* **Passage shown**:

◆ ◆ ◆ ◆ ◆ ◆ ◆

Rotor Coupling in the V-ATPase (A) M. sexta map around the c ring/subunit d connection. Significant cavities between the subunits are evident. (B) Electrostatics of the c ring/d subunit interface shows the strong net negative charge of d complementing the positive charge of the c ring. Electrostatics were calculated and scaled as detailed in Figure 3. Note that both (A) and (B) are in approximately the same orientation. (C and D) Apparent contact between subunits C and d in the M. sexta reconstructions at 11 Å (C) and 9.4 Å (D). The “linker” region is circled. (E) Cartoon of subunits C (cyan), d (orange), and the c ring (green). Residues making a positive surface are in stick format and are 99% (Arg248), 87% (Lys244), and 95% (Arg241) conserved at that position, based on a 200-sequence comparison using Consurf (Goldenberg et al., 2009).

◆ ◆ ◆ ◆ ◆ ◆ ◆

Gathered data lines
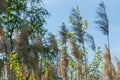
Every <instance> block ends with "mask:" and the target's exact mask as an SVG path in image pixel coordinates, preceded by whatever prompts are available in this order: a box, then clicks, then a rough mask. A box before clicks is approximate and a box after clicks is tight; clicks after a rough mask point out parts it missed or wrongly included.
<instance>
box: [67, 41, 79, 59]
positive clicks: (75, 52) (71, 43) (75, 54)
mask: <svg viewBox="0 0 120 80" xmlns="http://www.w3.org/2000/svg"><path fill="white" fill-rule="evenodd" d="M69 45H70V48H71V49H70V50H71V53H72V55H73V56H74V57H75V58H76V59H77V60H78V59H79V53H78V48H77V47H76V44H75V42H74V41H73V40H69Z"/></svg>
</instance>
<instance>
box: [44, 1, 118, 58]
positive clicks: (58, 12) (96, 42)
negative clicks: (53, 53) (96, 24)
mask: <svg viewBox="0 0 120 80" xmlns="http://www.w3.org/2000/svg"><path fill="white" fill-rule="evenodd" d="M100 1H101V0H44V6H45V8H46V9H47V10H48V11H49V13H50V14H51V16H50V17H49V18H48V19H47V25H45V26H46V28H47V29H48V30H49V31H50V32H53V33H54V34H58V31H59V30H60V28H59V26H61V24H62V23H63V22H65V24H66V25H67V26H69V24H68V17H69V16H70V13H71V9H72V8H73V7H75V6H76V5H78V6H79V7H80V13H81V16H82V17H83V19H84V20H88V27H89V28H88V32H89V33H90V34H91V35H93V37H94V38H95V42H96V46H101V48H102V49H103V47H104V44H106V43H107V41H106V36H104V35H103V34H102V33H101V32H100V31H99V30H98V29H97V28H96V27H97V25H96V24H95V23H94V21H95V17H96V9H97V7H98V4H99V2H100ZM104 3H105V5H106V9H107V14H108V19H109V25H110V26H109V27H110V42H111V44H110V46H111V53H112V56H114V55H116V56H117V57H118V58H119V57H120V37H119V35H120V15H119V14H120V10H119V6H120V0H104ZM91 56H92V55H91ZM112 59H113V60H114V57H112Z"/></svg>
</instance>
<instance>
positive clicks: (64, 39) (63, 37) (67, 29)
mask: <svg viewBox="0 0 120 80" xmlns="http://www.w3.org/2000/svg"><path fill="white" fill-rule="evenodd" d="M67 33H68V29H67V27H66V25H65V24H64V23H62V26H61V31H60V36H61V39H62V42H63V44H66V42H67Z"/></svg>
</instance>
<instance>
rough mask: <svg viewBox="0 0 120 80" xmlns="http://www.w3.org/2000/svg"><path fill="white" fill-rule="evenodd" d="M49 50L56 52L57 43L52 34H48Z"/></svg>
mask: <svg viewBox="0 0 120 80" xmlns="http://www.w3.org/2000/svg"><path fill="white" fill-rule="evenodd" d="M48 40H49V43H50V44H49V49H50V50H53V51H58V46H57V42H56V40H55V36H54V35H53V34H49V38H48Z"/></svg>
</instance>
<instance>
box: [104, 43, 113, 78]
mask: <svg viewBox="0 0 120 80" xmlns="http://www.w3.org/2000/svg"><path fill="white" fill-rule="evenodd" d="M103 57H104V59H105V62H104V63H103V64H104V74H105V76H106V79H107V80H112V73H111V72H112V71H111V70H112V68H111V61H110V53H109V49H108V47H107V45H105V52H104V54H103Z"/></svg>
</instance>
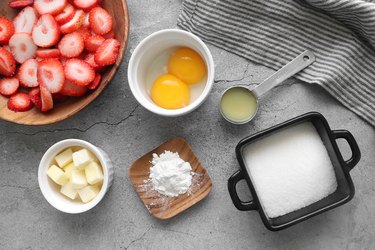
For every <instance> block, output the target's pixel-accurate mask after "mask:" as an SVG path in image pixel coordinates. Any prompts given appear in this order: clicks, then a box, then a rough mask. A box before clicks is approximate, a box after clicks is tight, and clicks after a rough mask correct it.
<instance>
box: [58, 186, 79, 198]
mask: <svg viewBox="0 0 375 250" xmlns="http://www.w3.org/2000/svg"><path fill="white" fill-rule="evenodd" d="M60 192H61V193H62V194H63V195H65V196H66V197H68V198H70V199H72V200H74V199H75V198H77V196H78V190H77V189H74V188H73V185H72V183H71V182H68V183H67V184H65V185H64V186H61V189H60Z"/></svg>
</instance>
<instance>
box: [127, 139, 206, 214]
mask: <svg viewBox="0 0 375 250" xmlns="http://www.w3.org/2000/svg"><path fill="white" fill-rule="evenodd" d="M165 150H169V151H172V152H177V153H178V154H179V155H180V158H182V159H183V160H184V161H186V162H189V163H190V165H191V167H192V171H193V172H194V173H195V174H194V176H193V181H192V182H193V184H192V187H191V188H190V190H189V191H188V192H187V193H185V194H183V195H180V196H178V197H166V196H163V195H160V194H159V193H158V192H156V191H154V190H152V182H151V181H150V180H148V179H149V175H150V167H151V166H152V164H151V163H150V161H151V160H152V154H153V153H156V154H158V155H159V154H161V153H163V152H164V151H165ZM129 177H130V180H131V182H132V184H133V186H134V188H135V190H136V192H137V193H138V195H139V197H140V198H141V200H142V201H143V203H144V205H145V206H146V208H147V209H148V210H149V212H150V213H151V214H152V215H153V216H154V217H156V218H158V219H161V220H166V219H169V218H171V217H173V216H176V215H177V214H179V213H181V212H182V211H184V210H186V209H188V208H189V207H191V206H193V205H194V204H196V203H197V202H199V201H200V200H202V199H203V198H204V197H206V196H207V195H208V194H209V193H210V191H211V189H212V181H211V178H210V176H209V175H208V172H207V171H206V169H205V168H204V167H203V165H202V164H201V163H200V161H199V160H198V158H197V157H196V155H195V154H194V152H193V151H192V149H191V147H190V146H189V144H188V143H187V142H186V141H185V140H184V139H182V138H180V137H176V138H173V139H171V140H169V141H167V142H165V143H164V144H162V145H160V146H159V147H157V148H155V149H154V150H152V151H150V152H148V153H147V154H145V155H144V156H142V157H141V158H139V159H138V160H136V161H135V162H134V163H133V164H132V166H131V167H130V168H129Z"/></svg>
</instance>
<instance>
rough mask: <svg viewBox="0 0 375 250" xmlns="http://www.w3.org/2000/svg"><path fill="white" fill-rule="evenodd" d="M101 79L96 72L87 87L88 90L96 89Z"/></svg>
mask: <svg viewBox="0 0 375 250" xmlns="http://www.w3.org/2000/svg"><path fill="white" fill-rule="evenodd" d="M101 80H102V76H101V75H100V74H96V75H95V79H94V81H92V83H90V84H89V85H88V86H87V88H88V89H90V90H94V89H96V88H97V87H98V86H99V84H100V81H101Z"/></svg>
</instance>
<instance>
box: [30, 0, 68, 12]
mask: <svg viewBox="0 0 375 250" xmlns="http://www.w3.org/2000/svg"><path fill="white" fill-rule="evenodd" d="M67 4H68V1H67V0H35V1H34V8H35V10H36V11H37V12H38V13H39V15H44V14H51V15H57V14H59V13H60V12H62V11H63V9H64V8H65V6H66V5H67Z"/></svg>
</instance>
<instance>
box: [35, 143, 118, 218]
mask: <svg viewBox="0 0 375 250" xmlns="http://www.w3.org/2000/svg"><path fill="white" fill-rule="evenodd" d="M38 181H39V186H40V189H41V191H42V193H43V195H44V197H45V198H46V200H47V201H48V202H49V203H50V204H51V205H52V206H53V207H55V208H56V209H58V210H60V211H62V212H66V213H71V214H77V213H82V212H85V211H88V210H90V209H91V208H93V207H94V206H96V205H97V204H98V203H99V202H100V201H101V200H102V199H103V197H104V195H105V193H106V192H107V191H108V189H109V187H110V186H111V184H112V181H113V166H112V163H111V161H110V159H109V157H108V155H107V154H106V153H105V152H104V151H102V150H101V149H100V148H98V147H96V146H94V145H92V144H91V143H88V142H86V141H83V140H78V139H67V140H63V141H60V142H58V143H56V144H54V145H53V146H52V147H50V148H49V149H48V150H47V152H46V153H45V154H44V155H43V157H42V160H41V161H40V164H39V171H38Z"/></svg>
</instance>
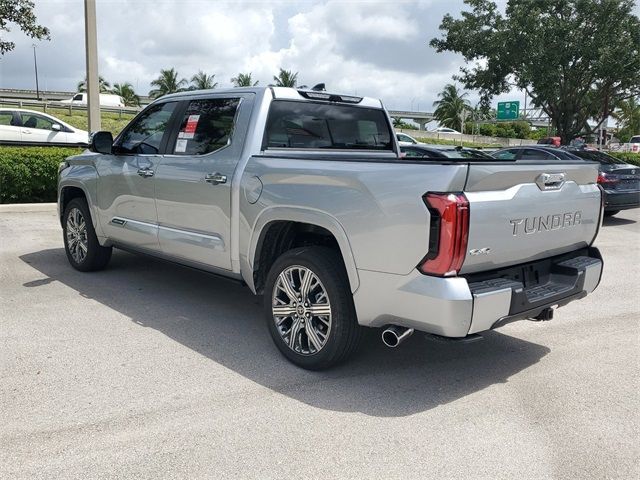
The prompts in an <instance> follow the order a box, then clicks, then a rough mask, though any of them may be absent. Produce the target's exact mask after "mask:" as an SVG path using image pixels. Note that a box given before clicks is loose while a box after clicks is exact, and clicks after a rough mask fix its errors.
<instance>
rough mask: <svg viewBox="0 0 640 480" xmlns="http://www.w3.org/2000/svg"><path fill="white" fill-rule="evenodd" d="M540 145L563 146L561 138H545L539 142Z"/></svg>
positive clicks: (545, 137) (538, 144)
mask: <svg viewBox="0 0 640 480" xmlns="http://www.w3.org/2000/svg"><path fill="white" fill-rule="evenodd" d="M538 145H553V146H554V147H559V146H560V145H562V139H561V138H560V137H545V138H541V139H540V140H538Z"/></svg>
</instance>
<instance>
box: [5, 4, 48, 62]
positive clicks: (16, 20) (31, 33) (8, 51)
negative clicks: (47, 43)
mask: <svg viewBox="0 0 640 480" xmlns="http://www.w3.org/2000/svg"><path fill="white" fill-rule="evenodd" d="M33 7H34V3H33V2H32V1H31V0H0V31H4V32H9V31H11V29H10V28H9V27H8V24H9V23H14V24H16V25H18V27H19V28H20V30H22V31H23V32H24V33H25V34H26V35H27V36H28V37H31V38H34V39H38V40H43V39H46V40H50V39H51V37H50V36H49V33H50V32H49V29H48V28H47V27H43V26H42V25H39V24H38V23H37V19H36V16H35V15H34V13H33ZM15 47H16V44H15V43H13V42H8V41H6V40H2V38H1V37H0V55H4V54H5V53H7V52H10V51H11V50H13V49H14V48H15Z"/></svg>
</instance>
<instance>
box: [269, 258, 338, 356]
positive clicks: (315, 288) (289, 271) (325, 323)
mask: <svg viewBox="0 0 640 480" xmlns="http://www.w3.org/2000/svg"><path fill="white" fill-rule="evenodd" d="M271 305H272V307H271V310H272V312H273V321H274V322H275V324H276V328H277V330H278V332H279V333H280V336H281V337H282V339H283V340H284V342H285V343H286V344H287V345H288V346H289V348H290V349H291V350H293V351H294V352H296V353H299V354H302V355H314V354H316V353H318V352H319V351H320V350H322V348H323V347H324V346H325V344H326V343H327V339H328V338H329V333H330V332H331V304H330V303H329V296H328V295H327V291H326V290H325V288H324V285H322V282H321V281H320V279H319V278H318V277H317V276H316V274H315V273H313V272H312V271H311V270H309V269H308V268H306V267H302V266H299V265H294V266H291V267H289V268H287V269H286V270H284V271H283V272H281V273H280V275H278V279H277V280H276V283H275V286H274V288H273V292H272V297H271Z"/></svg>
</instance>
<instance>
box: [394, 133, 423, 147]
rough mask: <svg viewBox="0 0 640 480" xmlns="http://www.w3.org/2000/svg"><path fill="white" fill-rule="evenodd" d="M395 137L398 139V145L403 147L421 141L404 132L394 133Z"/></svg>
mask: <svg viewBox="0 0 640 480" xmlns="http://www.w3.org/2000/svg"><path fill="white" fill-rule="evenodd" d="M396 138H397V139H398V145H400V146H404V147H406V146H408V145H419V144H421V143H422V142H419V141H417V140H416V139H415V138H413V137H412V136H411V135H407V134H406V133H396Z"/></svg>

◆ ◆ ◆ ◆ ◆ ◆ ◆

* **Brief 1**: In the rotor coupling caption, what color is subunit d in the cartoon?
* **Brief 2**: Rewrite the rotor coupling caption between "Rotor Coupling in" and "(Goldenberg et al., 2009).", inclusive, with "cavities" changed to "gaps".
* **Brief 3**: Write what comes next in the rotor coupling caption, picking up after its last sentence.

* **Task answer 1**: Orange.

* **Task answer 2**:
Rotor Coupling in the V-ATPase (A) M. sexta map around the c ring/subunit d connection. Significant gaps between the subunits are evident. (B) Electrostatics of the c ring/d subunit interface shows the strong net negative charge of d complementing the positive charge of the c ring. Electrostatics were calculated and scaled as detailed in Figure 3. Note that both (A) and (B) are in approximately the same orientation. (C and D) Apparent contact between subunits C and d in the M. sexta reconstructions at 11 Å (C) and 9.4 Å (D). The “linker” region is circled. (E) Cartoon of subunits C (cyan), d (orange), and the c ring (green). Residues making a positive surface are in stick format and are 99% (Arg248), 87% (Lys244), and 95% (Arg241) conserved at that position, based on a 200-sequence comparison using Consurf (Goldenberg et al., 2009).

* **Task answer 3**:
Figure 5

Organization of V_o (A) Section through the V_o region of the map. The red circle shows the approximate boundary of the c ring and lines delineate a four-helix bundle of one c subunit. (B) Segmentation of the map showing the extent of subunit a around the c ring (represented by the NtpK 10-mer structure (PDB ID 2BL2; green). Arrow donates direction of rotation. (C and D) Region of low-density “cavities,” enclosed within the gray surface, at the c ring (green)/subunit a interface consistent with a proton-accessible “half channel” (arrow). The conserved glutamate in helix 4 of subunit c playing a key role in proton transfer is shown in stick format. This occurs at the same depth in the membrane as the low-density feature, which is at a position appropriate for the previously hypothetical “proton half channel,” discussed in the text. Views are parallel to the plane of the membrane (C) and from the luminal side (D).

Figure 6

Deglycosylation Analysis of M. sexta V-ATPase (A) Image sums of the full data sets from V-ATPase (i) in the native untreated state (V-ATPaseⁿ), (ii) treated as for deglycosylated enzyme but lacking PNGase F (V-ATPase^c), (iii) and (iv) treated with PNGase F at 17°C (V-ATPase^d17) or 30°C (V-ATPase^d30), respectively. (B) Image sum and masks used. (C and D) Comparable classes from the control (left) and deglycosylated sample (right) of two different side views. (E) Percentage of particles displaying density at the base of V_o in the native, control, and PNGase-incubated V-ATPase (with treatments at 17°C and 30°C). Each data set was processed with the three different masks shown in (B) to check for processing artifacts.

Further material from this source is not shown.